Given problem 1:
Set down the part of the DocumentLens project description starting at "Core Analysis" and ending at "DOI resolution, integrity)", copying it word for word.

Excerpted passage:
===

Multi-modal document analysis microservice — extracts text, readability, and structure from PDFs, DOCX, and more

These details have not been verified by PyPI

Project description

DocumentLens

Text Analysis & Academic Intelligence Microservice

Transform text content into actionable insights through comprehensive linguistic analysis, writing quality assessment, and academic integrity checking.

🚀 Quick Start

# Docker deployment (recommended)
docker-compose up -d

# Or raw deployment
./deploy.sh

# API available at: http://localhost:8002
# Documentation: http://localhost:8002/docs

📊 API Endpoints

Core Analysis

GET /health - Service health check
POST /text - Text analysis (readability, quality, word frequency)
POST /academic - Academic analysis (citations, DOI resolution, integrity)
POST /files - File upload + analysis (PDF, DOCX, TXT, MD)

Advanced Text Analysis

POST /advanced/ngrams - N-gram extraction with optional filter terms
POST /advanced/ner - Named entity recognition
POST /advanced/search/keywords - Batch keyword search across multiple terms

Document Intelligence

POST /files/infer-metadata - Infer year, company, industry, document type from content
POST /text/infer-metadata - Metadata inference from raw text
Page-level text extraction (via include_extracted_text=true on /files)

===

Supplied information:
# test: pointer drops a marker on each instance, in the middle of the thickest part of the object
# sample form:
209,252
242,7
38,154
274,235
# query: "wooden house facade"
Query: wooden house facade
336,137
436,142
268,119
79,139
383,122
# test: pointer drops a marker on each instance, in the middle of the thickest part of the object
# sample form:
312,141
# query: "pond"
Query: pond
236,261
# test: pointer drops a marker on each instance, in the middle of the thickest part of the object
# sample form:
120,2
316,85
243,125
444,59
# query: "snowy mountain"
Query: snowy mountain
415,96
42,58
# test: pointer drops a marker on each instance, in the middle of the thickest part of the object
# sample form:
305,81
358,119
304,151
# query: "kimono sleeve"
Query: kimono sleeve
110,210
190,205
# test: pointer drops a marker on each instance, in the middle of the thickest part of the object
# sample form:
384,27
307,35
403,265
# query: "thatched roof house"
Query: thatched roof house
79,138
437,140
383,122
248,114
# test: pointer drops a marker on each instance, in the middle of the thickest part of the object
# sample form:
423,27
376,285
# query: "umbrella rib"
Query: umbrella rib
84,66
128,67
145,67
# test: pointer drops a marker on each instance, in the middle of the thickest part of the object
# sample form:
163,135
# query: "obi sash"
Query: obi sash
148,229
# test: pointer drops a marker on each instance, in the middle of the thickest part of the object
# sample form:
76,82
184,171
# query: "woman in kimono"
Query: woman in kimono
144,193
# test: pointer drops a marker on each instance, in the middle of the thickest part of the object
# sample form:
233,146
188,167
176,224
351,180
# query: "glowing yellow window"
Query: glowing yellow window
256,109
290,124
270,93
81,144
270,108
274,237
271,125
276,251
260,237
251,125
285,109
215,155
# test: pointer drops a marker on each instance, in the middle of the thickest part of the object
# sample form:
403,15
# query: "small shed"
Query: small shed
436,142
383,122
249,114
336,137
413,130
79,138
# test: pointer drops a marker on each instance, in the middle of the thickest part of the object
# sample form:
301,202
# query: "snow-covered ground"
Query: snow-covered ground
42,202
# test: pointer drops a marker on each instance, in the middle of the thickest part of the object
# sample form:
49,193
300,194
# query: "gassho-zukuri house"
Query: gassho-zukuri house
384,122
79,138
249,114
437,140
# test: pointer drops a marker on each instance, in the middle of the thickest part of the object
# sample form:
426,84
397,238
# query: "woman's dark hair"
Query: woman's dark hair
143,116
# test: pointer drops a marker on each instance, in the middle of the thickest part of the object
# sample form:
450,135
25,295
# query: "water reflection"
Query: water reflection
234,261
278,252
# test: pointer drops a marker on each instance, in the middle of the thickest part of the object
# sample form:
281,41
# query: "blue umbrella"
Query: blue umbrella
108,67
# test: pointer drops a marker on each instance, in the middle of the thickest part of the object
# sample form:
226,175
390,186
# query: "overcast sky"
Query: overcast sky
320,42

===

Given problem 2:
List each line of the records that contains the string "wooden".

Task solution 1:
Core Analysis

GET /health - Service health check
POST /text - Text analysis (readability, quality, word frequency)
POST /academic - Academic analysis (citations, DOI resolution, integrity)

Task solution 2:
# query: "wooden house facade"
Query: wooden house facade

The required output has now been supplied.